> WHAT TO WORK ON
1. Please write down everything in the forum thread about the wheat bag and the new medication from "Go ahead, the" down to "can help it.".
2. Extend the forum thread about the wheat bag and the new medication with the posts that come after its last one.

> PASSAGE FOR REVIEW
____________________

As Pat says I need to see what is helping as I started new meds and the wheat bag same day, obviously I'd prefer it be the bag, the meds are bad for my stomach.


----------



## JanHank (Mar 29, 2015)

I was going to make another suggestion, but I give in.


----------



## JanHank (Mar 29, 2015)

patp said:


> I'm with Kev, I would need to know which is helping. If not the drugs then they can be stopped. Have you tried all those gels like Voltarol etc Kev? I never have but just wondered if anyone had found them helpful. I am getting painful hands


But, but, but, you liked what I said Pat, that doesn't make sense.


----------



## Pudsey_Bear (Sep 25, 2008)

JanHank said:


> I was going to make another suggestion, but I give in.


Go ahead, the idea you had was fine but I need to find out what is happening, the meds I have are addictive if you keep taking them, and I do not want to be addicted if I can help it.

I also gave you like as you as always were trying to help.


----------



## Pudsey_Bear (Sep 25, 2008)

patp said:


> I'm with Kev, I would need to know which is helping. If not the drugs then they can be stopped. Have you tried all those gels like Voltarol etc Kev? I never have but just wondered if anyone had found them helpful. I am getting painful hands


No Pat not yet, I do have some deep heat somewhere which I was going to use if we go away in the van as we have no way of heating the wheat bag.


----------



## JanHank (Mar 29, 2015)

Pudsey_Bear said:


> No Pat not yet, I do have some deep heat somewhere which I was going to use if we go away in the van as we have no way of heating the wheat bag.


If you have said what the tablets are called please tell me again coz I have forgotten.
Some tablets can take a few days before they work properly, if these are one of those and you find out it is not the grain bag that is helping you´ll have to start all over again before getting the full affect. The warm grain bag is very comforting I know, I´m sitting with one behind my back now.

____________________

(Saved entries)
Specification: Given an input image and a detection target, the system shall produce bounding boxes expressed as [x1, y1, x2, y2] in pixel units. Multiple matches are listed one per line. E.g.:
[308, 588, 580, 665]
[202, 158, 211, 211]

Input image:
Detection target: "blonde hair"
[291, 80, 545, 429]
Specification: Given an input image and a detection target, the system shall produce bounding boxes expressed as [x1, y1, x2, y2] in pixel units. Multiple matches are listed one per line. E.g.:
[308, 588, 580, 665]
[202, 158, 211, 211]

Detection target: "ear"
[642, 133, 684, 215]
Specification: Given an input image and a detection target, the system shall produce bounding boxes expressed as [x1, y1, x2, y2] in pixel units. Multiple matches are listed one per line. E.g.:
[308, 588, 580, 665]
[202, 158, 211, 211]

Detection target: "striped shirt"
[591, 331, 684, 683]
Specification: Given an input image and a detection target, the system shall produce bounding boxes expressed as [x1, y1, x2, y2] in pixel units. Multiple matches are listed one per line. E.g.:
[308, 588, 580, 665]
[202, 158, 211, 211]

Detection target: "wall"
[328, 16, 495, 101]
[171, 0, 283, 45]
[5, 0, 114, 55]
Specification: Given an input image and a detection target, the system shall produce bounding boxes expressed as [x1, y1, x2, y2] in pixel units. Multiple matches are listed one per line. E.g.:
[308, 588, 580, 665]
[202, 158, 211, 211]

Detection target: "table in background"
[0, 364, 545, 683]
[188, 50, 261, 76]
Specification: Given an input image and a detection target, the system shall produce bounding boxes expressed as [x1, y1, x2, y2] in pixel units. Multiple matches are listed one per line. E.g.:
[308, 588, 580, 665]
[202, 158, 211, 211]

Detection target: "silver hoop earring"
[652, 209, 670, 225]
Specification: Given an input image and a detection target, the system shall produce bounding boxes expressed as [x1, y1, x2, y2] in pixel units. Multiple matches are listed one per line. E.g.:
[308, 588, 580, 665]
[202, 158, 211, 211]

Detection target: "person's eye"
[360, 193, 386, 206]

____________________

> TASK RESPONSES
1.
Go ahead, the idea you had was fine but I need to find out what is happening, the meds I have are addictive if you keep taking them, and I do not want to be addicted if I can help it.

2.
----------



## Pudsey_Bear (Sep 25, 2008)

Just 2 paracetamol today so far, (tum feels awful) and we went out for lunch today & I managed to walk a fair bit around the garden centre, it hurt but I couldn't have done it on Monday, a bit painful now but bearable (geddit)


----------



## Pudsey_Bear (Sep 25, 2008)

JanHank said:


> If you have said what the tablets are called please tell me again coz I have forgotten.
> Some tablets can take a few days before they work properly, if these are one of those and you find out it is not the grain bag that is helping you´ll have to start all over again before getting the full affect. The warm grain bag is very comforting I know, I´m sitting with one behind my back now.


I may have said each one as I got them but not a list Jan.

Co-codamol 1 x 500 twice or more a day
Paracetamol 1 x 500 twice or more a day
Tramadol 1 x 50 twice or more a day
Morphine solution 1 x 5ml twice or more a day
Ibuprofen 1 x 500 twice or more a day
Naproxen 1 400 twice a day

I've tried to keep to the bare minimum, but yes some do have a cumulative effect and some I can't mix, hence wanting to stop altogether.


----------



## JanHank (Mar 29, 2015)

Did we cross in the post because I don´t thing Paracetamol are addictive are they?

My god miss thingamy you´re not taking them all now are you, this must be a list of what you have been prescribed over time. 

I still don´t get it that you won´t try a set of wheels, this morning I walked up the road without to see if I would be OK, well I wasn´t, I was glad to get home, this afternoon I walked all the way round with wheels and could have gone further if it had been a pleasant day, but it´s not, the wind is enough to blow ya over it is.


----------



## Pudsey_Bear (Sep 25, 2008)

JanHank said:


> Did we cross in the post because I don´t thing Paracetamol are addictive are they?
> 
> My god miss thingamy you´re not taking them all now are you, this must be a list of what you have been prescribed over time.
> 
> I still don´t get it that you won´t try a set of wheels, this morning I walked up the road without to see if I would be OK, well I wasn´t, I was glad to get home, this afternoon I walked all the way round with wheels and could have gone further if it had been a pleasant day, but it´s not, the wind is enough to blow ya over it is.


You said "If you have said what the tablets are called please tell me again coz I have forgotten."

So I listed them all for pain, I have another list for my heart etc.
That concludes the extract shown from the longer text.